(Source data)

____

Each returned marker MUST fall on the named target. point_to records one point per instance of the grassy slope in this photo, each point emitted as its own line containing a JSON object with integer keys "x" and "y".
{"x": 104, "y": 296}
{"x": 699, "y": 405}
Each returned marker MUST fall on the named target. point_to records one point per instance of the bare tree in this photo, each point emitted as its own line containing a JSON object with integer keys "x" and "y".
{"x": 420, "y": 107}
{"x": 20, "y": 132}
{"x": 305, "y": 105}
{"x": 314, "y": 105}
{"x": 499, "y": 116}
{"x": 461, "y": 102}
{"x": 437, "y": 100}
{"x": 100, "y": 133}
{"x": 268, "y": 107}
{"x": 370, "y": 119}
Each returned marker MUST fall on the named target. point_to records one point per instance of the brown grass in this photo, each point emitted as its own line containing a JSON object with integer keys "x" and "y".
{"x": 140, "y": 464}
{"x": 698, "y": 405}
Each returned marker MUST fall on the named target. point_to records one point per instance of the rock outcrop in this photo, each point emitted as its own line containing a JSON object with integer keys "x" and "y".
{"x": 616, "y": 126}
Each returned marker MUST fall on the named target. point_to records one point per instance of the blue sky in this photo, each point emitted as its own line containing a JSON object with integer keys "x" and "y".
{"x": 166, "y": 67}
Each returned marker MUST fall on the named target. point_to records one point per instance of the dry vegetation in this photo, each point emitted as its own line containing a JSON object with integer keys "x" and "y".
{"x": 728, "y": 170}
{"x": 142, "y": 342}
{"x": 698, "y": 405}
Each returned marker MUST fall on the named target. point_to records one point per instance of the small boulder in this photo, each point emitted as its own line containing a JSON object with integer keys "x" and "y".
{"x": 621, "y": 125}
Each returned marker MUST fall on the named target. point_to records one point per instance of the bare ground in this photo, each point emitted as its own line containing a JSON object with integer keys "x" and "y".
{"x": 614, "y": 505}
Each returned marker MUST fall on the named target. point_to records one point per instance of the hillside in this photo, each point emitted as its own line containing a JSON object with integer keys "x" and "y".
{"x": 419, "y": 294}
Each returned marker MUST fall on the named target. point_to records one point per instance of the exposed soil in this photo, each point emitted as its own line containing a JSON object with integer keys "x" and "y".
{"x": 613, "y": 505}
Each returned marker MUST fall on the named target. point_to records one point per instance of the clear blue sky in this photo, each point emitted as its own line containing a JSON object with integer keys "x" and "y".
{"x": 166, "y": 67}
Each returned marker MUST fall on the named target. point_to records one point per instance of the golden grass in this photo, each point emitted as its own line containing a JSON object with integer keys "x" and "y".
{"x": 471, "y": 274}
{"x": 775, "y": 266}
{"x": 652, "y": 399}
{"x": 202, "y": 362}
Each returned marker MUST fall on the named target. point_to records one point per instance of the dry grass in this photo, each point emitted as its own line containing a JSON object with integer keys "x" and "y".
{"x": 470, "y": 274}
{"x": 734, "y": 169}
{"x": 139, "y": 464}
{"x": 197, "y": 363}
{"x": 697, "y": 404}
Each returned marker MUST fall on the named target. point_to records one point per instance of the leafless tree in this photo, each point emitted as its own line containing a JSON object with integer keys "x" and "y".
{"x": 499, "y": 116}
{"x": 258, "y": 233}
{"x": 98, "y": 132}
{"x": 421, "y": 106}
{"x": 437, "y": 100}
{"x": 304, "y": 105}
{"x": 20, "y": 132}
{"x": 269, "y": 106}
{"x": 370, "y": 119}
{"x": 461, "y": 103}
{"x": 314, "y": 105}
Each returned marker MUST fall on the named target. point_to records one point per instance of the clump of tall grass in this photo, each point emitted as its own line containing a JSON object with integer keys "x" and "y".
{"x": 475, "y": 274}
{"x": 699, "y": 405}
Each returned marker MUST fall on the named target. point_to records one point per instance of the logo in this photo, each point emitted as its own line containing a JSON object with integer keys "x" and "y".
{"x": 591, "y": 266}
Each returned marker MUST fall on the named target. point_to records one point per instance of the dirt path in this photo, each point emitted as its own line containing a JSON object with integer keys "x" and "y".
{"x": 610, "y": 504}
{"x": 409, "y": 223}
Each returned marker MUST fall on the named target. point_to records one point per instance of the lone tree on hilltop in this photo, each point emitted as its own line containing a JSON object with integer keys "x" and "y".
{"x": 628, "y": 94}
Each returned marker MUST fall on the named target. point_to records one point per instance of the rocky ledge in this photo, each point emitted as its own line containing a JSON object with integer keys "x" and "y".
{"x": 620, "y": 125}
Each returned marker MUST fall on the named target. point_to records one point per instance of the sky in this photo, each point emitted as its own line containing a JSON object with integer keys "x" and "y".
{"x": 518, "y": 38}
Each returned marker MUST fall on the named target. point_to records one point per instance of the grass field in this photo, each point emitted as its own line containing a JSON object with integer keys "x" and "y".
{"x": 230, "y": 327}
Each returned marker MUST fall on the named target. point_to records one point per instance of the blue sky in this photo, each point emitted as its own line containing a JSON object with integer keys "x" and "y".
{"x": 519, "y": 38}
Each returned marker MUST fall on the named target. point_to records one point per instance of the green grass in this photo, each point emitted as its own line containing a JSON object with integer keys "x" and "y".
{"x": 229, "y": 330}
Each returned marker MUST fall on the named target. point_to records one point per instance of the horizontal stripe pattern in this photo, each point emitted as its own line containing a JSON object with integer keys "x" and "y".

____

> [Your task] The reply should consist of the records, reproduced exactly.

> [Answer box]
Each returned marker MUST fall on the named target. point_to records one point per instance of the grassy slope in this photo, each point emitted as its own line containing a JSON object with integer keys "x" and "y".
{"x": 104, "y": 296}
{"x": 699, "y": 405}
Each returned marker MUST fall on the named target. point_to records one point per instance of the bare tree in this photo, each point emitted as its own line containing a JSON object with integer keys "x" and "y".
{"x": 420, "y": 107}
{"x": 20, "y": 132}
{"x": 305, "y": 105}
{"x": 314, "y": 105}
{"x": 499, "y": 116}
{"x": 461, "y": 102}
{"x": 437, "y": 100}
{"x": 100, "y": 133}
{"x": 268, "y": 107}
{"x": 370, "y": 119}
Each returned marker MUST fall on the named target. point_to records one point per instance of the brown grass in this photo, each point emitted as its own line containing a JSON object with integer keys "x" and "y".
{"x": 140, "y": 464}
{"x": 698, "y": 405}
Each returned marker MUST fall on the named target. point_to records one point per instance of the rock outcrop in this photo, each point emitted as its own line containing a JSON object with integer keys "x" and "y".
{"x": 616, "y": 126}
Each returned marker MUST fall on the named target. point_to records one point per instance of the blue sky in this photo, each point emitted as its own line containing a JSON object with integer keys "x" and "y".
{"x": 166, "y": 67}
Each returned marker MUST fall on the named target. point_to records one point per instance of the dry vegetation in this photo, each point emitted as its own line containing a JSON object with integer keys "x" and "y".
{"x": 728, "y": 170}
{"x": 142, "y": 342}
{"x": 698, "y": 405}
Each returned marker MUST fall on the named target. point_to records one point per instance of the small boulder in this photo, each point emitted as its own line containing a JSON object with integer keys "x" and "y".
{"x": 621, "y": 125}
Each returned marker MUST fall on the named target. point_to records one point per instance of the bare ground in this photo, each point emitted as its own line containing a JSON object with integer keys "x" and "y".
{"x": 614, "y": 505}
Each returned marker MUST fall on the named target. point_to records one point per instance of the hillside in this photo, each point emitted as its own line containing a JSON object with integer keys "x" and "y".
{"x": 419, "y": 294}
Each returned marker MUST fall on the named target. point_to records one point per instance of the exposed soil in this photo, each point emitted as its own line containing a JSON object with integer keys "x" and "y".
{"x": 613, "y": 505}
Each returned marker MUST fall on the named target. point_to records one point per instance of the clear blue sky in this photo, each point emitted as its own line containing a JSON object with integer keys "x" and "y".
{"x": 166, "y": 67}
Each returned marker MUST fall on the named target. point_to records one point per instance of the golden grass in this photo, each point emitted as its own line containing a JSON object with integer keys "x" and "y".
{"x": 471, "y": 274}
{"x": 775, "y": 266}
{"x": 652, "y": 399}
{"x": 202, "y": 362}
Each returned marker MUST fall on the named target. point_to records one point per instance of the dry grass in this photo, each point emitted as its own line containing a JSON object with integer keys "x" and "y".
{"x": 470, "y": 274}
{"x": 734, "y": 169}
{"x": 139, "y": 464}
{"x": 197, "y": 363}
{"x": 697, "y": 404}
Each returned marker MUST fall on the named target. point_to records one point per instance of the leafless tree in this photo, each point emitted as its own line containing a JSON object with integer keys "x" and "y".
{"x": 499, "y": 116}
{"x": 258, "y": 233}
{"x": 98, "y": 132}
{"x": 421, "y": 106}
{"x": 437, "y": 100}
{"x": 304, "y": 105}
{"x": 20, "y": 132}
{"x": 269, "y": 106}
{"x": 370, "y": 119}
{"x": 461, "y": 103}
{"x": 314, "y": 105}
Each returned marker MUST fall on the named target. point_to records one point per instance of the clump of tall grass in this photo, each point emitted as its own line containing a JSON object with integer keys "x" and "y".
{"x": 475, "y": 274}
{"x": 699, "y": 405}
Each returned marker MUST fall on the named target. point_to records one point per instance of the logo in this photo, each point emitted as its own line containing a JSON object with integer keys "x" and "y".
{"x": 591, "y": 266}
Each returned marker MUST fall on the named target. point_to records one point per instance of the dirt path in this photo, each point emitted as its own line containing a JSON object with integer keys "x" and "y".
{"x": 610, "y": 504}
{"x": 409, "y": 223}
Each returned marker MUST fall on the named target. point_to records one point per instance of the lone tree on hilltop in this photo, each point emitted as its own line containing a JSON object with integer keys "x" and "y".
{"x": 628, "y": 94}
Each returned marker MUST fall on the named target. point_to records one point per instance of the rocky ledge in this photo, each point emitted as its own line containing a JSON object with integer keys "x" and "y".
{"x": 620, "y": 125}
Each returned marker MUST fall on the named target. point_to records one point per instance of the sky in this photo, each point emitted as its own line containing a JSON object with integer keys "x" and "y".
{"x": 518, "y": 38}
Each returned marker MUST fall on the named target. point_to records one point per instance of the grass field in this photo, each point emitted as its own line containing a JSON object with integer keys "x" and "y".
{"x": 230, "y": 327}
Each returned marker MUST fall on the named target. point_to records one point per instance of the blue sky in this photo, each point emitted as its own line containing a JSON object with integer keys "x" and "y".
{"x": 519, "y": 38}
Each returned marker MUST fall on the named target. point_to records one point per instance of the green grass in this photo, each point emitted as its own line containing a JSON object with integer keys "x" and "y".
{"x": 229, "y": 330}
Each returned marker MUST fall on the named target. point_to records one point per instance of the horizontal stripe pattern in this photo, each point emitted as its own line containing a JSON object with integer keys "x" and "y".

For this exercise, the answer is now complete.